TRY IT — An exact reproduction of the data below is expected, free of images.

══ GIVEN RECORDS

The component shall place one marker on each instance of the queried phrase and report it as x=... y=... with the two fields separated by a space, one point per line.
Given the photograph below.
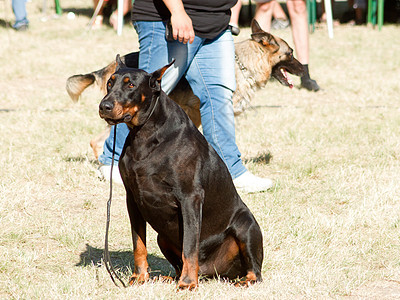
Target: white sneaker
x=105 y=172
x=250 y=183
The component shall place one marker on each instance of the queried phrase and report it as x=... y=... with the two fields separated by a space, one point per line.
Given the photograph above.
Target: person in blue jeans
x=204 y=53
x=21 y=19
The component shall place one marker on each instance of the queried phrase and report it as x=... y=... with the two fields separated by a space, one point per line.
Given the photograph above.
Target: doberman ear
x=155 y=79
x=255 y=27
x=120 y=64
x=267 y=40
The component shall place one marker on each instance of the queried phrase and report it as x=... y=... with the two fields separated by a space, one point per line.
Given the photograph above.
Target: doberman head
x=131 y=94
x=282 y=59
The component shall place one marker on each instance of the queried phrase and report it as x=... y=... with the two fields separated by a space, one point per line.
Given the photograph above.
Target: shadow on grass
x=123 y=261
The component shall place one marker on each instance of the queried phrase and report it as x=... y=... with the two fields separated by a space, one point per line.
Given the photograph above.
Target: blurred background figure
x=111 y=6
x=21 y=18
x=280 y=20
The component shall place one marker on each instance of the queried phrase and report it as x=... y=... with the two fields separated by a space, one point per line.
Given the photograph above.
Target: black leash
x=106 y=254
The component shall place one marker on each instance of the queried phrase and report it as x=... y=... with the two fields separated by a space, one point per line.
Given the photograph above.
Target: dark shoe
x=309 y=84
x=23 y=27
x=234 y=29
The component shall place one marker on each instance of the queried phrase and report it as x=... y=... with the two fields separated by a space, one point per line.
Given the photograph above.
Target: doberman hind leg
x=191 y=215
x=138 y=227
x=251 y=247
x=171 y=253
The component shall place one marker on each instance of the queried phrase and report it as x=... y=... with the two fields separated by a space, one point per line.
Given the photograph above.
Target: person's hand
x=182 y=27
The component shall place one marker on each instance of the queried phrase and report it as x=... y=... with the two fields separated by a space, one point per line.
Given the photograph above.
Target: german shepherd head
x=281 y=56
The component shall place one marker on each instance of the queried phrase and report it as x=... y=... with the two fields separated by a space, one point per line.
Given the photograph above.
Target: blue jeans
x=19 y=9
x=209 y=67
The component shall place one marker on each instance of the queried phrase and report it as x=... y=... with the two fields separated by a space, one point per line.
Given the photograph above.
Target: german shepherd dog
x=257 y=60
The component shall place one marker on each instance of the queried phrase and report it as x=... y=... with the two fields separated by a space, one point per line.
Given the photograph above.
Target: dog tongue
x=288 y=79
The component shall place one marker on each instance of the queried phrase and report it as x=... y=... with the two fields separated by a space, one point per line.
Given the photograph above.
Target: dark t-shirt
x=209 y=17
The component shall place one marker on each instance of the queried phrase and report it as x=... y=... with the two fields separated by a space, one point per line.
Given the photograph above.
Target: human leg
x=211 y=76
x=298 y=16
x=234 y=21
x=263 y=15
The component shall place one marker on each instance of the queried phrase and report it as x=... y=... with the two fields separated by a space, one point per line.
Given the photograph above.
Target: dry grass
x=331 y=225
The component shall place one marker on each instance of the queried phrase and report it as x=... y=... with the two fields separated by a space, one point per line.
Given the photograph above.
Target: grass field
x=330 y=226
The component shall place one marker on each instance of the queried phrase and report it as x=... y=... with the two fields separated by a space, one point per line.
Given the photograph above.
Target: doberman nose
x=106 y=106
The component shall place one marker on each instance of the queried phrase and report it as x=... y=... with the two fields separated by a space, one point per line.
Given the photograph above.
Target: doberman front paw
x=187 y=284
x=139 y=278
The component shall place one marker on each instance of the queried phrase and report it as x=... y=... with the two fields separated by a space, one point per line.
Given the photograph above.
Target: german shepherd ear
x=255 y=27
x=120 y=64
x=267 y=40
x=155 y=79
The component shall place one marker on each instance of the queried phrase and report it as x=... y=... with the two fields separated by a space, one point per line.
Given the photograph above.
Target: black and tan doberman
x=177 y=183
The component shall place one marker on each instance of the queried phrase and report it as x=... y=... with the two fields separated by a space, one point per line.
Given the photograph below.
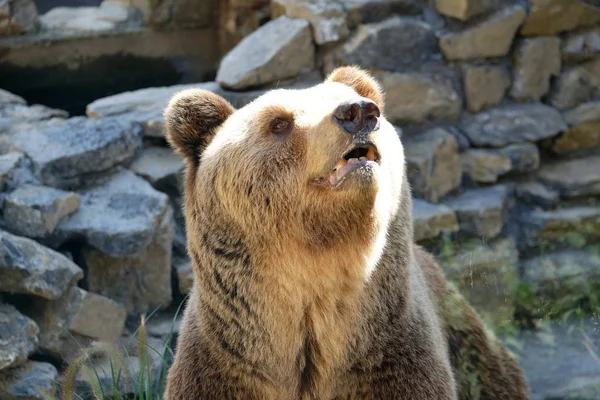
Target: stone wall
x=498 y=107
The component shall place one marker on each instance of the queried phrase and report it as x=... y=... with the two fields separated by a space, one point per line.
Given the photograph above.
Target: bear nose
x=357 y=116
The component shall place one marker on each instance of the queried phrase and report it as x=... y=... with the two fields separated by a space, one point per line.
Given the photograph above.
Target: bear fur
x=308 y=287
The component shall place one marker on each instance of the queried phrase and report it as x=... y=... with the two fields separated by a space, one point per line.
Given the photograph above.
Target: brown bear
x=307 y=282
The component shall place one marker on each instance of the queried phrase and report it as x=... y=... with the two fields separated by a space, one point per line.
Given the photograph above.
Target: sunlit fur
x=303 y=291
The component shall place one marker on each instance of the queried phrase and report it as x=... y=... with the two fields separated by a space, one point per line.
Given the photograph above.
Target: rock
x=573 y=178
x=66 y=152
x=31 y=381
x=35 y=211
x=432 y=163
x=278 y=50
x=327 y=19
x=27 y=267
x=535 y=62
x=107 y=17
x=490 y=38
x=395 y=44
x=583 y=46
x=161 y=167
x=432 y=220
x=17 y=17
x=463 y=9
x=514 y=123
x=538 y=194
x=417 y=97
x=185 y=275
x=584 y=130
x=99 y=318
x=484 y=86
x=549 y=17
x=140 y=282
x=8 y=163
x=119 y=218
x=574 y=227
x=483 y=211
x=18 y=337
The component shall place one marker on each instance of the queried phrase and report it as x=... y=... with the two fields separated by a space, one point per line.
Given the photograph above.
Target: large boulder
x=18 y=337
x=66 y=153
x=280 y=49
x=27 y=267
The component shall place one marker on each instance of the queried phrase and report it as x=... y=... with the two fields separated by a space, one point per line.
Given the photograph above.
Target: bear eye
x=281 y=126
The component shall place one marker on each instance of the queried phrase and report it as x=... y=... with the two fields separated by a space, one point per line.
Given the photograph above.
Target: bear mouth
x=362 y=156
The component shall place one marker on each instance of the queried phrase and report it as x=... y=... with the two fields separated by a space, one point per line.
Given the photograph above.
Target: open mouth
x=359 y=156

════

TASK OUTPUT —
The component shall place one marker on each instance of the queried phrase and report it as x=... y=... with the two fields separated by a space, one point per line.
Given the photograph below.
Target: white sneaker
x=105 y=172
x=250 y=183
The component shall place one marker on each instance of the queried phrase and report it as x=... y=... with the two fields separated by a space, one point per line.
Given the photograph above.
Target: person in blue jeans
x=204 y=53
x=21 y=19
The component shall place one marker on each instance of the queried phrase and report it as x=... y=... with the two fields separated by a space, one point per line.
Given the photograph above.
Target: doberman ear
x=155 y=79
x=255 y=27
x=120 y=64
x=267 y=40
The component shall place one marker on each instance of the queried phrase and report it as x=... y=... with the two fields separated by a space, one point per line.
Given the photograph above.
Target: doberman head
x=131 y=94
x=282 y=59
The component shall place one marker on each instance of the queried phrase and report it as x=... y=... with the two fields separated by a space, one point per line.
Given the photograph above.
Target: shadow on grass
x=123 y=261
The component shall place one marker on each instance of the queried phrase and report it as x=... y=... with the two fields separated by a space, one point per line.
Given the photograph above.
Target: blurred background figure
x=111 y=6
x=21 y=18
x=280 y=20
The component shall place one marker on each instance of the queried phrase and report it as x=... y=... with the two fields separated by a space, one point per line.
Given the photograph above.
Target: black leash
x=106 y=254
The component shall place one marker on each instance of the queried phrase and report it as x=... y=... with the two fields separated by a space, one point per line.
Given the photograph above.
Target: dark shoe
x=309 y=84
x=23 y=27
x=234 y=29
The component shall place one marker on each instance of the queried phrase and report it as x=... y=... with the two fields separated by a space, one point per line.
Given the photograph above.
Target: doberman hind leg
x=191 y=215
x=138 y=227
x=251 y=247
x=171 y=253
The component shall place one marker on each instance of the queried phrase and report it as x=... y=... with the two fields separated by a space, one point per line.
Given the photograph above.
Target: person's hand
x=182 y=27
The component shall place one marker on each instance of the queried phrase and report it as x=... y=... with the two fields separated by a space, one point per line.
Given the photograph above.
Target: german shepherd head
x=281 y=56
The component shall place one marker on each instance of the queried phrase and report it as x=... y=... with the two fields separated by a space, one point per line.
Given the photograph above.
Target: blue jeans
x=19 y=9
x=209 y=67
The component shall place one marker on each instance of the queried phrase and report it as x=... y=... with the two fields separated by a space, one point per line.
Given the photograph above.
Target: german shepherd dog
x=257 y=60
The component shall place one marker on each instance of the queried phrase and report it as x=... y=... with the two fields separated by a space, one point per line.
Given the photograph above.
Target: dog tongue
x=288 y=79
The component shall place one marker on each instance of the queried phrase and report it as x=... y=... with the two fields separated by a space, one point per line.
Given the photograph above.
Target: dark t-shirt
x=209 y=17
The component shall place one marker on each instance of the queried phrase and report it as x=... y=... with the two fields separated by a space, one point per line.
Given the photograph above.
Target: human leg
x=211 y=76
x=298 y=16
x=234 y=21
x=263 y=15
The component shall place one marker on each instance of the queried phrase and report it as x=... y=... with the two fields separated by a space, one point per line.
Given the photograph above.
Target: dry grass
x=331 y=225
The component shall place one marker on each instance of the queried phrase and report it as x=... y=... with the two fields separated by a space, one point per line.
Given the photograph above.
Target: grass field
x=330 y=226
The component shall place one marker on each instance of the queried phrase and report it as x=... y=... with the two fields separated by a space, one point per line.
Given the photograph above.
Target: doberman nose
x=106 y=106
The component shall place one marker on each instance of the queried phrase and report it as x=... y=... with the two fields separated by a space, one point per line.
Given the photograph above.
Target: doberman front paw
x=187 y=284
x=139 y=278
The component shall place one marker on each instance of the queried phrase and report it as x=... y=... with the two fields separated by a space, one point per line.
Given the photograph above.
Target: german shepherd ear
x=255 y=27
x=120 y=64
x=267 y=40
x=155 y=79
The component shall place one marker on each instance of the queried phrase and report it as x=... y=... with the two fields separated by a space, one point per line.
Given the photograph above.
Target: black and tan doberman
x=177 y=183
The component shall place one marker on each instance of the queried phrase and report it as x=... y=... with the two fields separated by a space, one point per line.
Given the photograph below.
Target: stone wall
x=498 y=107
The component shall place one marker on each instance of the queried phrase and report it as x=... y=... with the two fields separated by a space, one point per line.
Given the photograph above.
Target: bear nose
x=357 y=116
The component shall place one marker on each instance of the queried phrase and report it as x=... y=... with the two fields separated by a space, one point per line.
Given the photograph above.
Target: bear fur
x=308 y=287
The component shall place one marker on each instance of the queried phrase and report it as x=... y=... with the two fields separated by a space, one point per line.
Given the photograph above.
Target: brown bear
x=307 y=282
The component shall place one marker on each instance of the queried phrase and report it as x=... y=... with the two fields separated by a space, one point per line.
Given the photograph above.
Target: sunlit fur
x=303 y=291
The component shall place one marker on each instance of the queried phrase and report it as x=... y=... with the two fields separated by a space, one point per line.
Given the photograph above.
Target: rock
x=573 y=178
x=66 y=152
x=31 y=381
x=35 y=211
x=432 y=163
x=278 y=50
x=327 y=19
x=27 y=267
x=535 y=62
x=107 y=17
x=490 y=38
x=395 y=44
x=583 y=46
x=161 y=167
x=432 y=220
x=17 y=17
x=463 y=9
x=514 y=123
x=538 y=194
x=417 y=97
x=185 y=275
x=584 y=130
x=99 y=318
x=484 y=86
x=549 y=17
x=140 y=282
x=8 y=163
x=119 y=218
x=574 y=227
x=483 y=211
x=18 y=337
The component shall place one marker on each instance of the queried phrase and report it as x=... y=... with the two fields separated by a space, one point per line.
Given the photograph above.
Target: large boulder
x=18 y=337
x=66 y=153
x=280 y=49
x=27 y=267
The component shall place one marker on each instance of the queried phrase and report it as x=... y=... with the two fields separated by a space, one point per line.
Given the photograph above.
Target: bear eye
x=281 y=126
The component shall place one marker on each instance of the queried phrase and report it as x=... y=... with the two fields separated by a space, one point per line.
Given the photograph above.
Target: bear mouth
x=362 y=156
The component shall place one marker on each instance of the queried phrase and report it as x=... y=... with the two fields separated by a space, one point per line.
Given the photograph above.
Target: open mouth
x=359 y=156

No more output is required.